> _DEMANDE ÉCRITE A_: Reprenez le passage de l'extrait sur le roman policier qui va de « La mobilisation et » jusqu'à « (ibid., p. 3). », en remplaçant « lecteurs » par « lectrices ».

── EXTRAIT FOURNI ──

Maintenir le « sens of wonder » policier, c’est ce à quoi s’emploie Marc Blancher, qui avec ses « Mortelles papilles » côtoie le compendium des polars alimentaires, bien explorés aussi par la chercheure Régine Atzenhoffer : ailleurs qu’ici, elle nous rappelle une drôle de tambouille, qui serait une cuisine du terroir assaisonnée de meurtres à la sauce « Dell’Amore », sorte de recette bavaroise du crime passionnel dans la série policière « Franz-Eberhofer » de Rita Falk ; cette dernière, née en 1964 en Bavière, exerçait le métier d’employée de bureau avant de percer en 2010, et de pouvoir vivre de sa plume grâce à sa série policière bavaroise et dialectale « Franz-Eberhofer » aux titres évocateurs : Winterkartoffelknödel (2010), Dampfnudelblues (2011), Schweinskopf al dente (2011), Grießnockerlaffäre (2012), Sauerkrautkoma (2013), Zwetschgendatschikomplott (2015), Leberkäsjunkie (2016), Weißwurstconnection (2016), Kaiserschmarrndrama (2018). Il y a là plus qu’une coïncidence, une belle synchronicité des voies détournées.
La mobilisation et le ressaisissement des isotopies anciennes, se frayant un chemin sous les plus récentes, permettront aux lecteurs de ce livre le « pas de côté » qui succède à l’invitation solarpunk de Jacques Attali : « Alors, faisons juste un pas de côté pour voir les choses autrement : où sont, en France, nos Jonathan Coe, Laura Kasischke, Irwine Welsh, James Ellroy ?… » (ibid., p. 3).
Les Visiteurs du Noir
Si tout à l’heure les rabbins nous invitaient sagement à nous exhausser au-delà du soleil, il n’en demeure pas moins que les avatars ici éclairés se coltinent toute la noirceur du monde, ses immondices et sa cruauté imbécile : « Mais la négociation inattendue de la contrainte éthique exonère l’espèce humaine de ce crime qui la nie (…) Souvent aussi les témoins de scènes de crime mettent en actes ainsi dans le régime pseudo-pragmatique de la fiction le comportement ré-humanisant exigible » 11(Kaempfer, 2017, p. 7) ; ré-humanisant, certes, mais en missionnant pour ce faire la figure du détective en marqueur anémiant, sans qui peu (rien ?) vient à destination, à épiphanie – selon Marion François, Le détective, un excentrique très exposé, et selon Dror Mishani (2020, p. 12) : « L’affaire du détective, cela a toujours été de la connaissance, n’est-ce pas ? Connaître la vérité, connaître son destin (Œdipe). Dans le roman policier classique (Agatha Christie), l’auteur savait tout, le détective finissait par tout savoir et seuls les lecteurs étaient constamment bluffés, dans l’ignorance. Parfois j’essaie de changer ce rapport à la connaissance : j’autorise mon enquêteur à en savoir moins que mes lecteurs (…) C’est l’état où je me trouve moi-même, j’en sais souvent moins que je ne le croyais ».

───
── DONNÉES FOURNIES ──

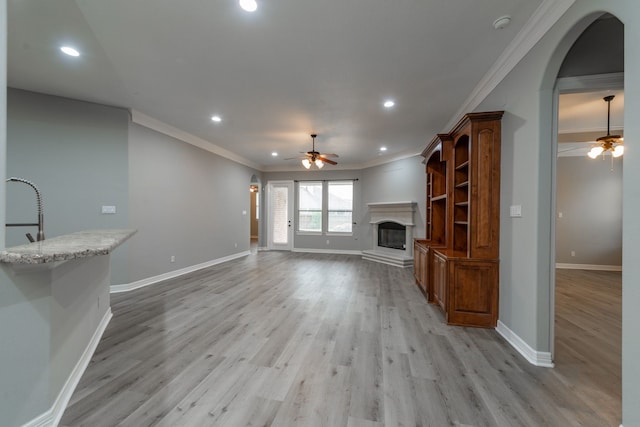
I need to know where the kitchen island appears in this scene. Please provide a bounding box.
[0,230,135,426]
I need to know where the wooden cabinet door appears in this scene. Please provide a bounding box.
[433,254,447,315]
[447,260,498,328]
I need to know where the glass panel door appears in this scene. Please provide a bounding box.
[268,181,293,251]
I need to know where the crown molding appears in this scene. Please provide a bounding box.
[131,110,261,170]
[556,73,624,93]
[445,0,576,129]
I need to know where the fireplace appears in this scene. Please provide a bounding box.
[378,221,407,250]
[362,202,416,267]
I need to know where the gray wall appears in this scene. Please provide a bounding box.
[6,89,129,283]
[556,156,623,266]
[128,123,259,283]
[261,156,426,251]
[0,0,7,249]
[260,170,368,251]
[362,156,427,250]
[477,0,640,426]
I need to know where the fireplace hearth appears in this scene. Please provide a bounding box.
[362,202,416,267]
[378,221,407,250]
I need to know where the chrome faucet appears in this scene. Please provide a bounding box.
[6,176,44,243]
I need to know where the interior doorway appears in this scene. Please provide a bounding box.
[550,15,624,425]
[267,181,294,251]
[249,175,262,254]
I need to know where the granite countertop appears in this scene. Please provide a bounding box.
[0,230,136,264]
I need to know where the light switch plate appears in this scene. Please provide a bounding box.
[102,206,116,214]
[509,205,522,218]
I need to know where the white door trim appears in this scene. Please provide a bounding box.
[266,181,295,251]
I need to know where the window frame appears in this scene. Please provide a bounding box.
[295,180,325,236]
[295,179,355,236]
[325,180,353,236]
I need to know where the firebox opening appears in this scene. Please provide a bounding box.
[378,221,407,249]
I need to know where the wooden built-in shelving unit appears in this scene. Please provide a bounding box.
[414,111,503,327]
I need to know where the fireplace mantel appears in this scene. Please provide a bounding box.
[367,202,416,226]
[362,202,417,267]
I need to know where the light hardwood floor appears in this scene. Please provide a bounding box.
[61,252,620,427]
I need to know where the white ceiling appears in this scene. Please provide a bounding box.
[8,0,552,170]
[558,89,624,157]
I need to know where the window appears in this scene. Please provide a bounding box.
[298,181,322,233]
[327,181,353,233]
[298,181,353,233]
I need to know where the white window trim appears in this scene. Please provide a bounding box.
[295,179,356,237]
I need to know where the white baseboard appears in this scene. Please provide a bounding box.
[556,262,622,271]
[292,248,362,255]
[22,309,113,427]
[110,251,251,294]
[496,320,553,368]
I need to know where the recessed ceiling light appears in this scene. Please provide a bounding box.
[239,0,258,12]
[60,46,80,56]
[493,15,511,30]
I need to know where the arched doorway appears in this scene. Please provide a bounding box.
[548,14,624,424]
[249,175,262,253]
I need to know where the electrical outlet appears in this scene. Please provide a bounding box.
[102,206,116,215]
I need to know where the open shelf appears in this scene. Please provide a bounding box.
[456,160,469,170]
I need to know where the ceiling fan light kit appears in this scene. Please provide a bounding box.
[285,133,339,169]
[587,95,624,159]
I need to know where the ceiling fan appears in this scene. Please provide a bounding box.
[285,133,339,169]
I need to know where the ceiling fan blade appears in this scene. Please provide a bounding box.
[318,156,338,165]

───

> _DEMANDE ÉCRITE B_: Dans les enregistrements, recopiez à l'identique le passage allant de la ligne qui contient « I need to know where the gray » jusqu'à celle qui contient « [298,181,353,233] », ces deux lignes comprises.

> _RÉPONSE RÉDIGÉE A_:
La mobilisation et le ressaisissement des isotopies anciennes, se frayant un chemin sous les plus récentes, permettront aux lectrices de ce livre le « pas de côté » qui succède à l’invitation solarpunk de Jacques Attali : « Alors, faisons juste un pas de côté pour voir les choses autrement : où sont, en France, nos Jonathan Coe, Laura Kasischke, Irwine Welsh, James Ellroy ?… » (ibid., p. 3).

> _RÉPONSE RÉDIGÉE B_:
I need to know where the gray wall appears in this scene. Please provide a bounding box.
[6,89,129,283]
[556,156,623,266]
[128,123,259,283]
[261,156,426,251]
[0,0,7,249]
[260,170,368,251]
[362,156,427,250]
[477,0,640,426]
I need to know where the fireplace hearth appears in this scene. Please provide a bounding box.
[362,202,416,267]
[378,221,407,250]
I need to know where the chrome faucet appears in this scene. Please provide a bounding box.
[6,176,44,243]
I need to know where the interior doorway appears in this scene. Please provide a bounding box.
[550,15,624,425]
[267,181,294,251]
[249,175,262,254]
I need to know where the granite countertop appears in this scene. Please provide a bounding box.
[0,230,136,264]
I need to know where the light switch plate appears in this scene. Please provide a bounding box.
[102,206,116,214]
[509,205,522,218]
I need to know where the white door trim appears in this scene. Please provide a bounding box.
[266,181,295,251]
I need to know where the window frame appears in this scene. Please provide a bounding box.
[295,180,325,236]
[295,179,355,236]
[325,180,353,236]
I need to know where the firebox opening appears in this scene. Please provide a bounding box.
[378,221,407,249]
I need to know where the wooden built-in shelving unit appears in this scene. Please provide a bounding box.
[414,111,503,327]
I need to know where the fireplace mantel appears in this scene. Please provide a bounding box.
[367,202,416,226]
[362,202,417,267]
I need to know where the light hardwood floor appears in this scene. Please provide a bounding box.
[61,252,620,427]
I need to know where the white ceiling appears in this scene. Please provide a bounding box.
[8,0,552,170]
[558,89,624,157]
I need to know where the window appears in this scene. Please provide a bounding box.
[298,181,322,233]
[327,181,353,233]
[298,181,353,233]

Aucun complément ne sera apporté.